* [OBJECTIVE] Present every line of the items below as a Markdown table with two columns, "Row" and "Text". Number each row and leave out blank lines.

* [DATA PROVIDED]
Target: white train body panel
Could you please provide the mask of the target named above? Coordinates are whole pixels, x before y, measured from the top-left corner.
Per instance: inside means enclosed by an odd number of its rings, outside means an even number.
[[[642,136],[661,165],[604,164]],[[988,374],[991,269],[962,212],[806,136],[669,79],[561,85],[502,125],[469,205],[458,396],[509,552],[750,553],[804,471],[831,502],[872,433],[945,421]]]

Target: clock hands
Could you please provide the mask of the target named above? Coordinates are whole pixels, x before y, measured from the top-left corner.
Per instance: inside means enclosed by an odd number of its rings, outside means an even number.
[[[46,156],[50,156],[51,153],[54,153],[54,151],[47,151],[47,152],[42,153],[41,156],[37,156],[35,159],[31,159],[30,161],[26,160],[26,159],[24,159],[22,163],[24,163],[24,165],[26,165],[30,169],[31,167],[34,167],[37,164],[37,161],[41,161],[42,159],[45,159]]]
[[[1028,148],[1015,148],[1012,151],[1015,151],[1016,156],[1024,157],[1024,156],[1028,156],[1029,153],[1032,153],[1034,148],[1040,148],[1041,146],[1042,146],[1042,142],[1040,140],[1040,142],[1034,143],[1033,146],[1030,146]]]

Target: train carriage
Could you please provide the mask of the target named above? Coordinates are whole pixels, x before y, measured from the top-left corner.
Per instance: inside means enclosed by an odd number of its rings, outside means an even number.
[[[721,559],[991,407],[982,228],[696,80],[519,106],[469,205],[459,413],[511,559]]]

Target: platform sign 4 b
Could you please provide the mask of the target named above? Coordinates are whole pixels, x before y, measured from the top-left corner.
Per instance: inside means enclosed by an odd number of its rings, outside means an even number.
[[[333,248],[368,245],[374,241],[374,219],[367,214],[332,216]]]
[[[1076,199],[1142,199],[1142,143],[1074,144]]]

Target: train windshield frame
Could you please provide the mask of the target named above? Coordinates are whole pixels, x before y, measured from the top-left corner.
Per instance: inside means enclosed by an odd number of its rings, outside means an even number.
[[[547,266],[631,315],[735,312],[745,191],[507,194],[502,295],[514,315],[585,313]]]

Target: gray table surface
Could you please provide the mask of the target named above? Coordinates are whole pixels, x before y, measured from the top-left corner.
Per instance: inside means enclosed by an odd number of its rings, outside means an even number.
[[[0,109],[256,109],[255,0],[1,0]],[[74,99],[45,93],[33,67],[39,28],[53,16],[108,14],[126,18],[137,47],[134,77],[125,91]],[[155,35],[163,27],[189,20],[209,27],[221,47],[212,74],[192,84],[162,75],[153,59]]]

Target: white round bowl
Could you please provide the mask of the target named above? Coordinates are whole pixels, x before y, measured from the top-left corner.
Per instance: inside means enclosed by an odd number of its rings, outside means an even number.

* [SOLUTION FOR THIS PROBLEM]
| Row | Text |
|---|---|
| 1 | Target: white train body panel |
| 2 | Could you please provide the mask of the target named above? Coordinates are whole pixels, x before y, measured from the top-left corner. |
| 3 | Per instance: inside means enclosed by an odd number of its rings, outside means an even number. |
| 4 | [[[642,136],[661,165],[604,164]],[[988,374],[991,269],[962,212],[806,136],[669,79],[561,85],[502,125],[469,205],[458,396],[509,552],[750,553],[804,471],[831,502],[872,433],[945,421]]] |
| 5 | Target: clock hands |
| 6 | Could you please provide the mask of the target named above? Coordinates are whole pixels, x before y, measured from the top-left corner. |
| 7 | Per instance: inside means enclosed by an odd number of its rings, outside means an even number. |
| 8 | [[[46,156],[50,156],[51,153],[54,153],[54,151],[47,151],[47,152],[42,153],[41,156],[37,156],[35,159],[31,159],[30,161],[26,160],[26,159],[24,159],[22,163],[24,163],[24,165],[26,165],[30,169],[31,167],[34,167],[37,164],[37,161],[41,161],[42,159],[45,159]]] |
| 9 | [[[1028,148],[1015,148],[1012,151],[1015,151],[1016,156],[1024,157],[1024,156],[1028,156],[1029,153],[1032,153],[1034,148],[1040,148],[1041,146],[1042,146],[1042,142],[1040,140],[1040,142],[1034,143],[1033,146],[1030,146]]] |
| 10 | Target: train carriage |
| 11 | Could you please provide the mask of the target named above? Coordinates are whole pixels, x before y, measured from the top-left corner. |
| 12 | Per instance: inside means enclosed by an odd number of its rings, outside means an even number. |
| 13 | [[[721,559],[991,407],[982,228],[696,80],[519,106],[469,205],[459,413],[511,559]]] |
| 14 | Target: platform sign 4 b |
| 15 | Could you please provide the mask of the target named above? Coordinates are whole pixels, x before y, measured from the top-left corner. |
| 16 | Per instance: inside means enclosed by an odd number of its rings, outside means an even number. |
| 17 | [[[333,248],[368,245],[374,241],[374,219],[367,214],[332,216]]] |
| 18 | [[[1076,199],[1142,199],[1142,143],[1074,144]]] |
| 19 | Target: train windshield frame |
| 20 | Could you please provide the mask of the target named above? Coordinates are whole pixels, x before y, measured from the top-left corner. |
| 21 | Per instance: inside means enclosed by an odd number of its rings, outside means an even number. |
| 22 | [[[547,266],[631,315],[735,312],[745,191],[507,194],[502,295],[514,315],[585,313]]] |
| 23 | Target: gray table surface |
| 24 | Could you please provide the mask of the target named above? Coordinates are whole pixels, x before y, measured from the top-left corner. |
| 25 | Per instance: inside means enclosed by an odd number of its rings, outside means an even number. |
| 26 | [[[0,109],[256,109],[255,0],[1,0]],[[74,99],[45,93],[33,67],[39,28],[53,16],[108,14],[126,18],[137,47],[134,77],[125,91]],[[155,35],[163,27],[189,20],[209,27],[221,47],[212,74],[192,84],[162,75],[153,59]]] |
| 27 | Target: white round bowl |
| 28 | Could you please provide the mask of the target named above? Coordinates are whole pixels, x before y, measured from the top-left corner. |
| 29 | Per instance: inside means enclosed by an odd number of its rings, outside means an even number. |